[PASSAGE TO READ]:
Intel’s first quarter of 2026 is the first one in years where the story of a turnaround is backed by the numbers across the board. Revenue climbed about 7% year on year to 13.6 billion dollars, coming in roughly 1.4 billion above the company’s own conservative January outlook, while non‑GAAP EPS reached 0.29 dollars versus expectations close to breakeven. After a long stretch of falling sales, margin pressure and restructuring charges, this is the first clean quarter where both the top line and profitability move clearly in the right direction instead of just “getting less bad”.

The market reacted immediately. Before earnings, Intel’s shares were trading roughly in the high‑60s; after the report and much stronger‑than‑expected guidance for Q2 (revenue of 13.8–14.8 billion dollars and non‑GAAP EPS around 0.20), the stock ripped into the low‑80s in after‑hours and early trading, a move of close to 20% and a new multi‑decade high for a company that traded under 18 dollars less than a year ago.

[EXCERPTED RECORDS]:

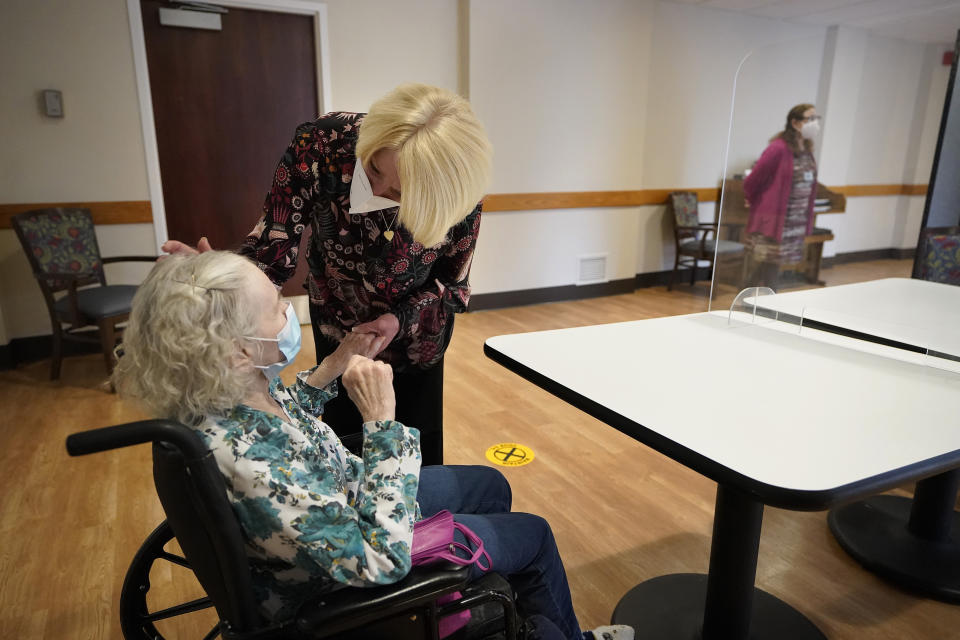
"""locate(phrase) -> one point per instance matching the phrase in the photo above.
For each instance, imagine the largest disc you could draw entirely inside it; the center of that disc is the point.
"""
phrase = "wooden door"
(225, 105)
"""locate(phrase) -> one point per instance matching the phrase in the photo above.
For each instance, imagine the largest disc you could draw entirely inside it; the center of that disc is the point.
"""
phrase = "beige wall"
(562, 88)
(609, 94)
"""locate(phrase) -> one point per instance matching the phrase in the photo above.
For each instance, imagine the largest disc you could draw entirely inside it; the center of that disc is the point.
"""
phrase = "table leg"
(724, 604)
(907, 542)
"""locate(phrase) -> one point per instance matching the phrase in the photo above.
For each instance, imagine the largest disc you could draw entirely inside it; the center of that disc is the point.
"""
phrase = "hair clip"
(193, 283)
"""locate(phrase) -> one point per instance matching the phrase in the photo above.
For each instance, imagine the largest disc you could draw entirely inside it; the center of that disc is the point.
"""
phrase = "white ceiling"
(935, 21)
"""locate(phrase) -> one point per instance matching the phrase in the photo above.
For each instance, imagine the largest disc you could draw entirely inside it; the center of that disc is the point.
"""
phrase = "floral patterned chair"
(696, 241)
(938, 255)
(62, 249)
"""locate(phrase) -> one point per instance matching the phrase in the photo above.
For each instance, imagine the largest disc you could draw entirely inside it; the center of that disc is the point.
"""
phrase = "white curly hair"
(180, 346)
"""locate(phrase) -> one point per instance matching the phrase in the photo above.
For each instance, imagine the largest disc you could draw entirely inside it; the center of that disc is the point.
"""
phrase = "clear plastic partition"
(885, 328)
(812, 166)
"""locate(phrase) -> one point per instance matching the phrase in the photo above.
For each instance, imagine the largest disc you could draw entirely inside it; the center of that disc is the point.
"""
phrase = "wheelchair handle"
(131, 433)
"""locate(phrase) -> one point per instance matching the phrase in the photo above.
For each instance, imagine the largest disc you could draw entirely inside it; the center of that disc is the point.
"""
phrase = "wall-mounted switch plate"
(53, 103)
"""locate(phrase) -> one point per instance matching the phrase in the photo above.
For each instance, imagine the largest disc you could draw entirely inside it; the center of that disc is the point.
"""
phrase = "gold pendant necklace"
(388, 234)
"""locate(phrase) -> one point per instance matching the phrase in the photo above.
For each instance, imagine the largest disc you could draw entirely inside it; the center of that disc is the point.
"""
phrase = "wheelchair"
(193, 495)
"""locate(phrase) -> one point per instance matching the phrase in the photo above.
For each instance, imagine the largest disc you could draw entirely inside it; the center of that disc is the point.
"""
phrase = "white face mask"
(362, 199)
(809, 130)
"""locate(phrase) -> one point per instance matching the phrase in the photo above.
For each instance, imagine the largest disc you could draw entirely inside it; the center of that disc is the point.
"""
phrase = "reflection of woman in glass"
(780, 191)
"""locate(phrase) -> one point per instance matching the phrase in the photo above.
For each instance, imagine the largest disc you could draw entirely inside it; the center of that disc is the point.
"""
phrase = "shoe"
(610, 632)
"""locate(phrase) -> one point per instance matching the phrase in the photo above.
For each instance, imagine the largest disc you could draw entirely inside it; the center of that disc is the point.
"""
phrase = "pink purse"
(433, 542)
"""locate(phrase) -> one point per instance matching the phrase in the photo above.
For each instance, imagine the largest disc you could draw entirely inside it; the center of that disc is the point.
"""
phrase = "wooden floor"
(621, 512)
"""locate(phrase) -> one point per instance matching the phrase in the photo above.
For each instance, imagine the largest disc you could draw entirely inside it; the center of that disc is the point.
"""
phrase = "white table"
(906, 541)
(750, 433)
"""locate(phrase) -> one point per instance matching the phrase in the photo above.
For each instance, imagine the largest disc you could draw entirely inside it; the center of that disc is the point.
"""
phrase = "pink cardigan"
(767, 189)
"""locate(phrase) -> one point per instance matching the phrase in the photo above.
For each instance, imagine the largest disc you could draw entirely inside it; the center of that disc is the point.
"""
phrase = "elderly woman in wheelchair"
(207, 336)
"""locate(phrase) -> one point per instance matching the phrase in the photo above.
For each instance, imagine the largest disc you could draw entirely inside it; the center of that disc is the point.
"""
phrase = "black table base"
(907, 542)
(723, 605)
(671, 608)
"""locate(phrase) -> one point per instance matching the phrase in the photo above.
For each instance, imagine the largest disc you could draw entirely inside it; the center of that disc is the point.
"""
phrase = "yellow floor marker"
(510, 454)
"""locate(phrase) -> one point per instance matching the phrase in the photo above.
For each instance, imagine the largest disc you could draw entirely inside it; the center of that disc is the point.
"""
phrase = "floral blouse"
(362, 265)
(315, 516)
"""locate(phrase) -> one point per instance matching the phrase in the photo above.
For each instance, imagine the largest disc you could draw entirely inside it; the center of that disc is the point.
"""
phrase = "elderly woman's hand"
(364, 344)
(370, 385)
(177, 248)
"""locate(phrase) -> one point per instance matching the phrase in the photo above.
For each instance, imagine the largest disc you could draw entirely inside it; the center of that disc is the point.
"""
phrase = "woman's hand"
(177, 248)
(386, 326)
(370, 385)
(364, 344)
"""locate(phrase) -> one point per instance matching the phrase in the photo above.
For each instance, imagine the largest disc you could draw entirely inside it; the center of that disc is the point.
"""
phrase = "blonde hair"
(179, 346)
(444, 156)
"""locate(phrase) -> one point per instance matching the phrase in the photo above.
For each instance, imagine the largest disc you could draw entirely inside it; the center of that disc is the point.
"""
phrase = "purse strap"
(473, 556)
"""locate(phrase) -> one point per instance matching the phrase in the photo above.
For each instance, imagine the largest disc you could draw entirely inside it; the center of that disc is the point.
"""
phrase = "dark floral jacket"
(357, 271)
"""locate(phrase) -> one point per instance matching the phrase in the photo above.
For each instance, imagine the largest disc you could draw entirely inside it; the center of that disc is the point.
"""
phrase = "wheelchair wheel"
(136, 619)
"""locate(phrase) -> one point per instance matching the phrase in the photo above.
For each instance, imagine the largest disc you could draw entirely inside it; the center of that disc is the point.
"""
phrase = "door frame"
(322, 51)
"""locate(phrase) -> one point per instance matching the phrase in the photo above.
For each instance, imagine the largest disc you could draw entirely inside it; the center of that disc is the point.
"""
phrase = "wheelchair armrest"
(131, 433)
(353, 607)
(129, 259)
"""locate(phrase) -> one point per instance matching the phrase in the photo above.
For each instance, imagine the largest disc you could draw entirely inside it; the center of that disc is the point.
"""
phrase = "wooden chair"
(938, 255)
(693, 240)
(63, 252)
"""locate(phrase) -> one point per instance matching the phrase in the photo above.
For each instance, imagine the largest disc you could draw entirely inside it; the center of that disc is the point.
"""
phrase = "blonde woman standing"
(393, 201)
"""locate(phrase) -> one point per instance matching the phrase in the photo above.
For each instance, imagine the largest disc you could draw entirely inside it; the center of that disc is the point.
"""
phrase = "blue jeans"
(521, 545)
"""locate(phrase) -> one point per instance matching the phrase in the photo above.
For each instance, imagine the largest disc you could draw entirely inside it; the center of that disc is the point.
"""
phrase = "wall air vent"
(593, 269)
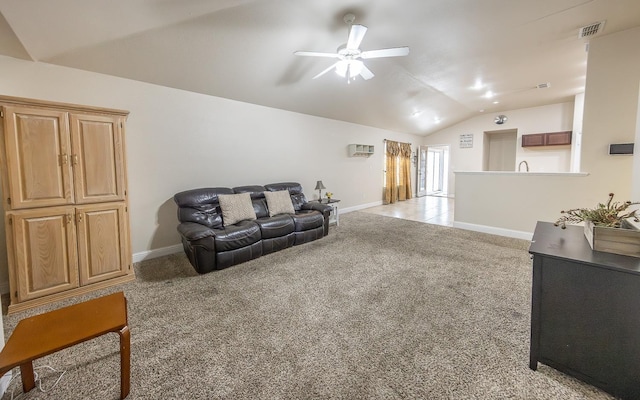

[SET TASKS]:
(a) Using the Intel earnings passage, decide whether each statement agrees with it: (i) first-quarter revenue came in above Intel's January outlook; (ii) the Q2 guidance put non-GAAP EPS at around 0.29 dollars; (iii) less than a year before the report, the stock traded under 18 dollars. Answer yes or no for each and quote the deciding words.
(b) Write out the part of the Intel earnings passage that begins at the words "The market reacted" and stops after "a year ago.".
The listing has no connection to the Intel earnings passage.

[THE REPLIES]:
(a)
(i) Yes: "coming in roughly 1.4 billion above the company’s own conservative January outlook"
(ii) No: "EPS around 0.20"
(iii) Yes: "traded under 18 dollars less than a year ago"

(b)
The market reacted immediately. Before earnings, Intel’s shares were trading roughly in the high‑60s; after the report and much stronger‑than‑expected guidance for Q2 (revenue of 13.8–14.8 billion dollars and non‑GAAP EPS around 0.20), the stock ripped into the low‑80s in after‑hours and early trading, a move of close to 20% and a new multi‑decade high for a company that traded under 18 dollars less than a year ago.